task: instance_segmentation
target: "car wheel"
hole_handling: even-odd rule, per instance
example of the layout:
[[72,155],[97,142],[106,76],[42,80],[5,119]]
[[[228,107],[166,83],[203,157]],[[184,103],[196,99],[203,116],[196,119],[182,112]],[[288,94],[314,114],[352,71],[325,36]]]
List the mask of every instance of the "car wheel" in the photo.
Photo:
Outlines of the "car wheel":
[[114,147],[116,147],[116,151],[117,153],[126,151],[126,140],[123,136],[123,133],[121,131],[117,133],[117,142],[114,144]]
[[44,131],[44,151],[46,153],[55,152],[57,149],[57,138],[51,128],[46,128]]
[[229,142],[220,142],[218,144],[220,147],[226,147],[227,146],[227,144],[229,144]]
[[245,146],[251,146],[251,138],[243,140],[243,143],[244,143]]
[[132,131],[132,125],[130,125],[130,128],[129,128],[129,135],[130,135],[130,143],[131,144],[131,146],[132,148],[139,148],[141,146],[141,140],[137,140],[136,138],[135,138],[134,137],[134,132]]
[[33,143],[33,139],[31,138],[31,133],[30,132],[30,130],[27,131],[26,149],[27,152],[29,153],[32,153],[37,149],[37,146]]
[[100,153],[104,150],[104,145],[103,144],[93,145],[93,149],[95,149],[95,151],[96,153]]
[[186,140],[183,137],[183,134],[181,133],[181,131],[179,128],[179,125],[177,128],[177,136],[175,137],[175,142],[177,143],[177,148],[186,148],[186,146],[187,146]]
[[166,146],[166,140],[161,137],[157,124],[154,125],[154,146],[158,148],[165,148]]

· · · ·

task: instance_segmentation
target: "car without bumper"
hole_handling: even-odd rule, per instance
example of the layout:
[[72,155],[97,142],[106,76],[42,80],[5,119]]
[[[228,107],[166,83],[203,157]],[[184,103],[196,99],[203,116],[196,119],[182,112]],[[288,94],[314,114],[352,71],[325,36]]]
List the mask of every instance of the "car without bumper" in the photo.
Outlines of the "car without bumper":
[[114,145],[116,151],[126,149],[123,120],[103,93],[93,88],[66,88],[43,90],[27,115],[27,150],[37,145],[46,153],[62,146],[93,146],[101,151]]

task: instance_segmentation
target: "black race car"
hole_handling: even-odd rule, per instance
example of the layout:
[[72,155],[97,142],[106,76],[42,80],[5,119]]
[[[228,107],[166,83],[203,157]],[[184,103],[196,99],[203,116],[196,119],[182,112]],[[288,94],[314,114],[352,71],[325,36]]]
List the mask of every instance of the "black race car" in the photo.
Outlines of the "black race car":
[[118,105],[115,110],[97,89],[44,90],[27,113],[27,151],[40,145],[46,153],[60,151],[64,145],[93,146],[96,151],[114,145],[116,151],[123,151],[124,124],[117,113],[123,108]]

· · · ·

### Do this
Pull out every line of the listing above that contains the string "target".

### Reply to the task
target: "car wheel"
target: "car without bumper"
target: "black race car"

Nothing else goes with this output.